ASSIGNED TASK - Compute how many lines in the entries below contain "shaped", and output nothing but the number.

Point localization data -
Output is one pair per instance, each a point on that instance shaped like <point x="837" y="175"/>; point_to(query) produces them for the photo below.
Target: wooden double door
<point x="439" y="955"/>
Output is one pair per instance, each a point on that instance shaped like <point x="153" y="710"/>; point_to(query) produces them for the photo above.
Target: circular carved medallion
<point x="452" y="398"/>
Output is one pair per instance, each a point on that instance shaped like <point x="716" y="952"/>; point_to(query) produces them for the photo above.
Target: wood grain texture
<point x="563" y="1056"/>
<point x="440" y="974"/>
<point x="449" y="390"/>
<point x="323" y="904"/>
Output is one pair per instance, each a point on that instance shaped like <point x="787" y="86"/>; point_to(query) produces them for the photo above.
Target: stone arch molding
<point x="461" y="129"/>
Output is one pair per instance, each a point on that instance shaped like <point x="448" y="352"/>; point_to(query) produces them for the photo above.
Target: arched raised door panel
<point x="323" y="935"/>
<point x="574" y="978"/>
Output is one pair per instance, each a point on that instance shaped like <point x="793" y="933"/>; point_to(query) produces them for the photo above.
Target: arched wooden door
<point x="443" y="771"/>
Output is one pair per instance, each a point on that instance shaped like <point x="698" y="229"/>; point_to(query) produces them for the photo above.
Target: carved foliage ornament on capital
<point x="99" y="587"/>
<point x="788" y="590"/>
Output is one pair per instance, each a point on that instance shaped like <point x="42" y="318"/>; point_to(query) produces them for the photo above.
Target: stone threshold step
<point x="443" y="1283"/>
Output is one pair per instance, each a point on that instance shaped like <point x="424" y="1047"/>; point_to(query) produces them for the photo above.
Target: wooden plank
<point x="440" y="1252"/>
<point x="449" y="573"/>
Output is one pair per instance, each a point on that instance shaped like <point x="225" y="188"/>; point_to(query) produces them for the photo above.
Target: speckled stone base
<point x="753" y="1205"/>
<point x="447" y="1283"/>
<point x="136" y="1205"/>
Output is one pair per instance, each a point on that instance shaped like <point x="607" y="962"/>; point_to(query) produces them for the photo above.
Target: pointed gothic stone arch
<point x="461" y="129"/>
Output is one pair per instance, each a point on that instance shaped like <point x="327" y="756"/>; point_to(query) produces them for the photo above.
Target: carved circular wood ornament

RESULT FOR THIS EXERCISE - 12